● Exercise description
Set down all of the data again, character for character.

* * * * *

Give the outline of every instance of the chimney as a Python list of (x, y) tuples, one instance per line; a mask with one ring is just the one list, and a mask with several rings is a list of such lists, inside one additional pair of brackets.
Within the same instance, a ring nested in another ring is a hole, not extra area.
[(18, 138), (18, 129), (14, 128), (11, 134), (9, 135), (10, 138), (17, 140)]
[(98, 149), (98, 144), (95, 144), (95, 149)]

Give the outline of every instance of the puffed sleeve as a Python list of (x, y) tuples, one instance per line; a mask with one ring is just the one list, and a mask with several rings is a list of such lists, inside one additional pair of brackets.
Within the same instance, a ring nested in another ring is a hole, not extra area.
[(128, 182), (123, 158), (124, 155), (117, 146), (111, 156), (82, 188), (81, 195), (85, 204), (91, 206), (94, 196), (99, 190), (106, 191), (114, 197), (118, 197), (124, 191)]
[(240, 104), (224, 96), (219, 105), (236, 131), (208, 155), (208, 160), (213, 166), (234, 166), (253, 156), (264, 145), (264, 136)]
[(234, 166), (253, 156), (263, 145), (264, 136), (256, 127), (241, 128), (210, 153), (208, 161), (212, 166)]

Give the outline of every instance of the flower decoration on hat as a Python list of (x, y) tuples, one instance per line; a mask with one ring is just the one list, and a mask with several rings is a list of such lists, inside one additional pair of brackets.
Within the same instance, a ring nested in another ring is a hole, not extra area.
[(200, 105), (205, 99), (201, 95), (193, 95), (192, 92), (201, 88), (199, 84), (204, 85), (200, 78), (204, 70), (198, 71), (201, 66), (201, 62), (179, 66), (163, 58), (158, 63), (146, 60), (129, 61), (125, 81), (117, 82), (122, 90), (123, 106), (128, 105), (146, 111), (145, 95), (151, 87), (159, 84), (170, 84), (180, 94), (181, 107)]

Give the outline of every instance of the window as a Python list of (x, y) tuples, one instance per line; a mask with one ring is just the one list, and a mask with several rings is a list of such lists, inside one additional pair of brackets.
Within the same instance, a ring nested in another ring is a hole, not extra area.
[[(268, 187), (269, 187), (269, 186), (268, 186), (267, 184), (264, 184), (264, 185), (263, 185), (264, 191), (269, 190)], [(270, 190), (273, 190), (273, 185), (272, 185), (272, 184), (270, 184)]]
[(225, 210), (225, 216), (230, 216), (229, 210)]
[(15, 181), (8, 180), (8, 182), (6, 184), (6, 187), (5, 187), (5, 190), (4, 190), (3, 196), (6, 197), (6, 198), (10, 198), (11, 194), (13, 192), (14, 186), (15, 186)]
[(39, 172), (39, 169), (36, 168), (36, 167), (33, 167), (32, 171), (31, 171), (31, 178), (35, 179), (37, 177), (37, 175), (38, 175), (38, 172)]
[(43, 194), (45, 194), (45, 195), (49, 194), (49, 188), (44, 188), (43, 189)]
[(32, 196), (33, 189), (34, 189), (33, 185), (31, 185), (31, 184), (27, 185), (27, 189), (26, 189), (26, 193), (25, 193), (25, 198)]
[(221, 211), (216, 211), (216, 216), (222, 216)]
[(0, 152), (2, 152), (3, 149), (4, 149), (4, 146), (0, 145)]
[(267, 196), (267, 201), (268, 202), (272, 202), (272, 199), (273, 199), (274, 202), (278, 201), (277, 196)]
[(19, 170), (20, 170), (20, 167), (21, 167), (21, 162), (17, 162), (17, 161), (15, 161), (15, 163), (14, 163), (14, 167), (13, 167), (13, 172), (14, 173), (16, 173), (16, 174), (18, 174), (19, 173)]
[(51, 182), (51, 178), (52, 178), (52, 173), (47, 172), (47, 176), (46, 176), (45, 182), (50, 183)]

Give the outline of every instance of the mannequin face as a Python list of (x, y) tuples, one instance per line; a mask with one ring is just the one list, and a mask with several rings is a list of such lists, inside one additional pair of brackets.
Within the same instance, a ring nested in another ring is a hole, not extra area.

* * * * *

● Written solution
Give the outline of every instance of the chimney as a Python list of (x, y) tuples, one instance per line; a mask with one ring is just the one list, and a mask with several rings is a list of such lists, inside one additional pair of brackets.
Within the same instance, a ring nested in another ring is a hole, not extra area.
[(18, 138), (18, 129), (14, 128), (11, 134), (9, 135), (10, 138), (17, 140)]
[(98, 149), (98, 144), (95, 144), (95, 149)]

Give the outline of every instance of the puffed sleeve as a Python list of (x, y) tuples, one instance per line; a mask with one ring is just the one list, and a mask with several rings is a list of such lists, inside one additional pair of brackets.
Within the same instance, a ring nested in another ring is a hole, not extra area.
[(128, 182), (123, 158), (124, 155), (117, 146), (111, 156), (82, 188), (81, 195), (85, 204), (91, 206), (94, 196), (99, 190), (106, 191), (114, 197), (118, 197), (124, 191)]
[(240, 104), (224, 96), (219, 105), (236, 131), (208, 155), (208, 160), (213, 166), (234, 166), (253, 156), (264, 145), (264, 136)]
[(234, 166), (253, 156), (263, 145), (264, 136), (256, 127), (241, 128), (210, 153), (208, 161), (212, 166)]

Give the outline of every instance of the flower decoration on hat as a Python list of (x, y) tuples, one instance per line; a mask with one ring is just the one list, and a mask with several rings is a list of such lists, inside one additional pair of brackets.
Within the same instance, a ring nested in another ring is a hole, not extra area.
[(200, 105), (205, 99), (201, 95), (193, 95), (192, 92), (201, 88), (199, 84), (204, 85), (200, 78), (204, 70), (198, 71), (201, 66), (201, 62), (179, 66), (163, 58), (158, 63), (146, 60), (129, 61), (125, 81), (117, 82), (122, 90), (123, 106), (128, 105), (146, 111), (145, 95), (151, 87), (159, 84), (170, 84), (180, 94), (181, 107)]

Give the outline of every instance of the window as a Python list of (x, y) tuples, one instance per line; a mask with one ring is just the one list, and a mask with several rings is a list of such lists, inside one additional pair of brackets.
Within the same instance, a ring nested in another ring is a hole, not extra area.
[[(268, 187), (269, 187), (269, 186), (268, 186), (267, 184), (264, 184), (264, 185), (263, 185), (264, 191), (269, 190)], [(270, 190), (273, 190), (273, 185), (272, 185), (272, 184), (270, 184)]]
[(225, 210), (225, 216), (230, 216), (229, 210)]
[(15, 181), (8, 180), (8, 182), (6, 184), (6, 187), (5, 187), (5, 190), (4, 190), (3, 196), (6, 197), (6, 198), (10, 198), (11, 194), (13, 192), (14, 186), (15, 186)]
[(39, 172), (39, 169), (36, 168), (36, 167), (33, 167), (32, 171), (31, 171), (31, 178), (35, 179), (37, 177), (37, 175), (38, 175), (38, 172)]
[(43, 194), (45, 194), (45, 195), (49, 194), (49, 188), (44, 188), (43, 189)]
[(32, 196), (33, 189), (34, 189), (33, 185), (31, 185), (31, 184), (27, 185), (27, 189), (26, 189), (26, 193), (25, 193), (25, 198)]
[(221, 211), (216, 211), (216, 216), (222, 216)]
[(0, 152), (2, 152), (3, 149), (4, 149), (4, 146), (0, 145)]
[(267, 196), (267, 201), (268, 202), (272, 202), (272, 199), (273, 199), (274, 202), (278, 201), (277, 196)]
[(19, 170), (20, 170), (20, 167), (21, 167), (21, 162), (17, 162), (17, 161), (15, 161), (15, 163), (14, 163), (14, 167), (13, 167), (13, 172), (14, 173), (16, 173), (16, 174), (18, 174), (19, 173)]
[(51, 182), (51, 178), (52, 178), (52, 173), (47, 172), (47, 176), (46, 176), (45, 182), (50, 183)]

Give the outline of every instance of the mannequin face as a Python list of (x, y) tuples, one instance per line; a mask with one ring is just the one list, and a mask with several rings is a list of such lists, inside one additional pair of brackets.
Within the same instance, a ring nested in another ring is a hole, not extra area.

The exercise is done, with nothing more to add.